## [Passage to read]

Department of Communications, Information Technology and the Arts (DCITA)

Department overview
- Formed: 21 October 1998
- Preceding Department: Department of Communications and the Arts;
- Dissolved: 3 December 2007
- Superseding Department: Department of Broadband, Communications and the Digital Economy;
- Jurisdiction: Commonwealth of Australia
- Ministers responsible: Richard Alston, Minister (1998–2003); Daryl Williams, Minister (2003–2004); Helen Coonan, Minister (2004–2007);
- Department executives: Neville Stevens, Secretary (1998–2001); Ian Watt, Secretary (2001); Helen Williams, Secretary (2001–2007); Patricia Scott, Secretary (2007);
- Website: dcita.gov.au

= Department of Communications, Information Technology and the Arts =

Australian government department, 1998–2007

The Department of Communications, Information Technology and the Arts (DCITA) was an Australian government department that existed between October 1998 and December 2007. The department was closed on 3 December 2007 and its authority was transferred to the Department of Broadband, Communications and the Digital Economy.

## [Objective A]
Reproduce the DCITA department page above in full, word for word.

## [Provided entries]
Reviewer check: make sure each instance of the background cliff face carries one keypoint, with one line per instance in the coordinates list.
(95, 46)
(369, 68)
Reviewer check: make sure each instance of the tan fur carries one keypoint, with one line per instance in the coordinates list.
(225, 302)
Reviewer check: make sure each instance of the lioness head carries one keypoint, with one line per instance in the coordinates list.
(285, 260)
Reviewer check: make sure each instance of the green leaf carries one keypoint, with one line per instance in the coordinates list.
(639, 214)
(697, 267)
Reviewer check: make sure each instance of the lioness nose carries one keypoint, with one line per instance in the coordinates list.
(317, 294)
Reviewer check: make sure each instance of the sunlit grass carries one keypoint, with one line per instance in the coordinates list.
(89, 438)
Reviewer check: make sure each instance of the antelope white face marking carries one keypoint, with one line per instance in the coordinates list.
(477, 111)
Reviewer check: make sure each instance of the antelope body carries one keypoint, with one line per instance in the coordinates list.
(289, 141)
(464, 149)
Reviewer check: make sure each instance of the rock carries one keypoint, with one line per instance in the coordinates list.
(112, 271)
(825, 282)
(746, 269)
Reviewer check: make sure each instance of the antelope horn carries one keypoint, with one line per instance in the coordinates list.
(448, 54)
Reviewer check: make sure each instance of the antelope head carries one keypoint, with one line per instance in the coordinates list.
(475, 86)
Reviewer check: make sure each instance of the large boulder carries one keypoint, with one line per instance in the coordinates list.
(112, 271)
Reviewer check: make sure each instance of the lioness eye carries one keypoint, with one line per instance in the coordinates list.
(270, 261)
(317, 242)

* * *

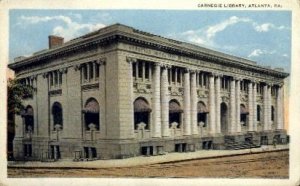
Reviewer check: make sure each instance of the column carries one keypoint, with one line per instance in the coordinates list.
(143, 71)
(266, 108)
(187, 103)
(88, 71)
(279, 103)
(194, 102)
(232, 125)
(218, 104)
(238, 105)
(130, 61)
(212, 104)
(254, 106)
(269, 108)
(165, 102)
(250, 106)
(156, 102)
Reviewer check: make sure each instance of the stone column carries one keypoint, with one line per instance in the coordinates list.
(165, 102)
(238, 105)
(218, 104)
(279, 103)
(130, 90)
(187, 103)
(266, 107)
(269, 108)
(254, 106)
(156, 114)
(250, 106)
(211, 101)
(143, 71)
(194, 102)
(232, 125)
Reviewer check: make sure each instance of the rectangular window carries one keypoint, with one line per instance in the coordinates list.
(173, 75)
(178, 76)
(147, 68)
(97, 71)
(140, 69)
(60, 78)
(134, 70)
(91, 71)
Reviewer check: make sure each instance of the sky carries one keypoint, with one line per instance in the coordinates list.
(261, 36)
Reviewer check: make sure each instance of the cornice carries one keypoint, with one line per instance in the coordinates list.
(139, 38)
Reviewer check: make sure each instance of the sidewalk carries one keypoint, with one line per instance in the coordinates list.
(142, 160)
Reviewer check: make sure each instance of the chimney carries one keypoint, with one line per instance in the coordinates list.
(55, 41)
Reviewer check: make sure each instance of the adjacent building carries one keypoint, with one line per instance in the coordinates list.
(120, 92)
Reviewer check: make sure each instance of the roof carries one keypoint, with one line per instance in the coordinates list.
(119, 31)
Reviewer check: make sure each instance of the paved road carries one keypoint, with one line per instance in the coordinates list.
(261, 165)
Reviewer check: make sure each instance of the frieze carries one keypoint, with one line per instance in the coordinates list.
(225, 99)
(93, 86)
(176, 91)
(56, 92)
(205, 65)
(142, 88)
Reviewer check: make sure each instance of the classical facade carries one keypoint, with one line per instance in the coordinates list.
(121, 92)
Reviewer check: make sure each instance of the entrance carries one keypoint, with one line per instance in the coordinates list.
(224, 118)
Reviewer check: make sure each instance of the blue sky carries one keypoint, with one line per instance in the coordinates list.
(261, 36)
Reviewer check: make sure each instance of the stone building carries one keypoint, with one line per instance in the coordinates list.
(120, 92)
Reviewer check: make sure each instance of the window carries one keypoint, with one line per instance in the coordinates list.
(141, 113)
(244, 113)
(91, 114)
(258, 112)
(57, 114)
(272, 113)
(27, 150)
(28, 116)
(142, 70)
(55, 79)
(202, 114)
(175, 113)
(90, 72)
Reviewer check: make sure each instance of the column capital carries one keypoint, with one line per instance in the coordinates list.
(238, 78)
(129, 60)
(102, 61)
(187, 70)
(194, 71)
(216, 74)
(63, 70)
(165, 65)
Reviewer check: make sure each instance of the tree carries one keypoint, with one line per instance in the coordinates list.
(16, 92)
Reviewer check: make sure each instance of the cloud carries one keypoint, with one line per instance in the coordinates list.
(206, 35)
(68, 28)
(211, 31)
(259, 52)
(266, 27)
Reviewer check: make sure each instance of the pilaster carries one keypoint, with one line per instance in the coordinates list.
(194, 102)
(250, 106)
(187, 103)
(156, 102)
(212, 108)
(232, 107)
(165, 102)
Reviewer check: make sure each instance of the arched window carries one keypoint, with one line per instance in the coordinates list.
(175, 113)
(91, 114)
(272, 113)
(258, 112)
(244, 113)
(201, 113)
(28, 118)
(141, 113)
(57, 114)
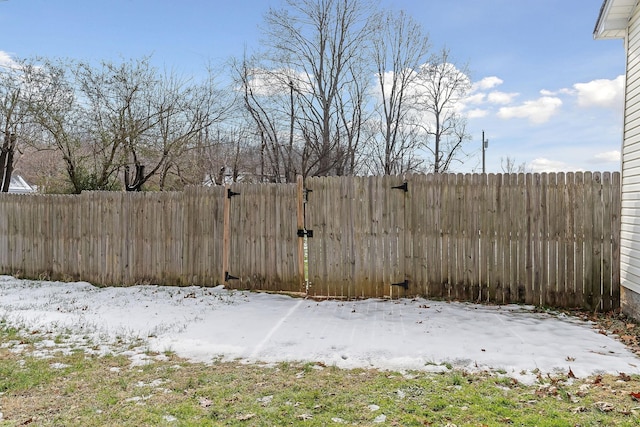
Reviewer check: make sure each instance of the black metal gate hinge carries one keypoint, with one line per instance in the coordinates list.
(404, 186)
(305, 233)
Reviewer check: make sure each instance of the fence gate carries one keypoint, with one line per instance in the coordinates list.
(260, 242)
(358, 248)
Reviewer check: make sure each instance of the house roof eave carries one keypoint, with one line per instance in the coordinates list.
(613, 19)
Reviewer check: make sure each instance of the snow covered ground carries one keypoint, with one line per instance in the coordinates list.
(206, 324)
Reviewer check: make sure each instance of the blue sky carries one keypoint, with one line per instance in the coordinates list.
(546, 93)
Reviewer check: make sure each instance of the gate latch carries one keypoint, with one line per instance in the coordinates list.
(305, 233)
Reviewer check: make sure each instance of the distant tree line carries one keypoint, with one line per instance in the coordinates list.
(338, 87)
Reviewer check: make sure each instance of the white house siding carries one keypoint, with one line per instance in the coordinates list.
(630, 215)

...

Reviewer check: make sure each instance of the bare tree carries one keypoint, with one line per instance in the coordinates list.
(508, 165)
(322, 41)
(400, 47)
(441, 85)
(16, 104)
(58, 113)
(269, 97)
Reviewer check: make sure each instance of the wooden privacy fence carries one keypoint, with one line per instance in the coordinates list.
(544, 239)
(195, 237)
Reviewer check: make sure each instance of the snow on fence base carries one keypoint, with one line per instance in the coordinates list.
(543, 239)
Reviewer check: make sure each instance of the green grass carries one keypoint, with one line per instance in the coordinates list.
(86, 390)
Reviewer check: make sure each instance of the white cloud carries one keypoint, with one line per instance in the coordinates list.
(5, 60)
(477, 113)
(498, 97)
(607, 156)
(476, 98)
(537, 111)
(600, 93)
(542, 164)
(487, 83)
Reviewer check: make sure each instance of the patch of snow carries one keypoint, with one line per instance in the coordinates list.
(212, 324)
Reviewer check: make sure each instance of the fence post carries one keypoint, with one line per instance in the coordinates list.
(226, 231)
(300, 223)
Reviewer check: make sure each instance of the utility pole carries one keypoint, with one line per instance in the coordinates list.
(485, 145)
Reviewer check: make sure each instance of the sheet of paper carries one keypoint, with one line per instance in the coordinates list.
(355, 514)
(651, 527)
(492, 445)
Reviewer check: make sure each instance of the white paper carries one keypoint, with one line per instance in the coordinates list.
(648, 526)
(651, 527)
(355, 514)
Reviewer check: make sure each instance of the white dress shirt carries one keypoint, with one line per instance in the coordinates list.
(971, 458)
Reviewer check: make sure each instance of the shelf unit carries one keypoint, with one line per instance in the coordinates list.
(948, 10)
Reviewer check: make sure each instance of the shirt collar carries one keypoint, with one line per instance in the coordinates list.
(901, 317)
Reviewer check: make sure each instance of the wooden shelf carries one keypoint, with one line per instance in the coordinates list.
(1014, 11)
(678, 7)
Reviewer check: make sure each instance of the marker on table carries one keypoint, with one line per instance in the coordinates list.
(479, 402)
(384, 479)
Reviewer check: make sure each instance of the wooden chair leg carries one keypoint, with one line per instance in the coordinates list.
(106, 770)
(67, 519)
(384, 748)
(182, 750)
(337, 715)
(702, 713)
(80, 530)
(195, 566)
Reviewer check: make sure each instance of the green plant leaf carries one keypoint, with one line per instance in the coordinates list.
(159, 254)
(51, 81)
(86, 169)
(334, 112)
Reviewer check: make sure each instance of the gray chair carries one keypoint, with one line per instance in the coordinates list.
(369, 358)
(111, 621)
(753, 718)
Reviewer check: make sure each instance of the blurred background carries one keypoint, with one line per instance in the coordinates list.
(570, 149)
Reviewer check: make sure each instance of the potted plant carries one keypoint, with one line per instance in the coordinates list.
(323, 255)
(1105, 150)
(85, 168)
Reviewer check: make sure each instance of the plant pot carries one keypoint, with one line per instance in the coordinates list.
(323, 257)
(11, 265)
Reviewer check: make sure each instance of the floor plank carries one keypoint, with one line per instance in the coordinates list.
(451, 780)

## [Objective B]
List every line in the rows above that contains the string "shirt", treating uppercase and lowercase as different.

## [Complete output A]
Department of Communications, Information Technology and the Arts (DCITA)

Department overview
- Formed: 21 October 1998
- Preceding Department: Department of Communications and the Arts;
- Dissolved: 3 December 2007
- Superseding Department: Department of Broadband, Communications and the Digital Economy;
- Jurisdiction: Commonwealth of Australia
- Ministers responsible: Richard Alston, Minister (1998–2003); Daryl Williams, Minister (2003–2004); Helen Coonan, Minister (2004–2007);
- Department executives: Neville Stevens, Secretary (1998–2001); Ian Watt, Secretary (2001); Helen Williams, Secretary (2001–2007); Patricia Scott, Secretary (2007);
- Website: dcita.gov.au

= Department of Communications, Information Technology and the Arts =

Australian government department, 1998–2007

The Department of Communications, Information Technology and the Arts (DCITA) was an Australian government department that existed between October 1998 and December 2007. The department was closed on 3 December 2007 and its authority was transferred to the Department of Broadband, Communications and the Digital Economy.

## [Complete output B]
Reviewer check: make sure each instance of the white dress shirt carries one keypoint, with one line per instance in the coordinates list.
Reviewer check: make sure each instance of the shirt collar carries one keypoint, with one line per instance in the coordinates list.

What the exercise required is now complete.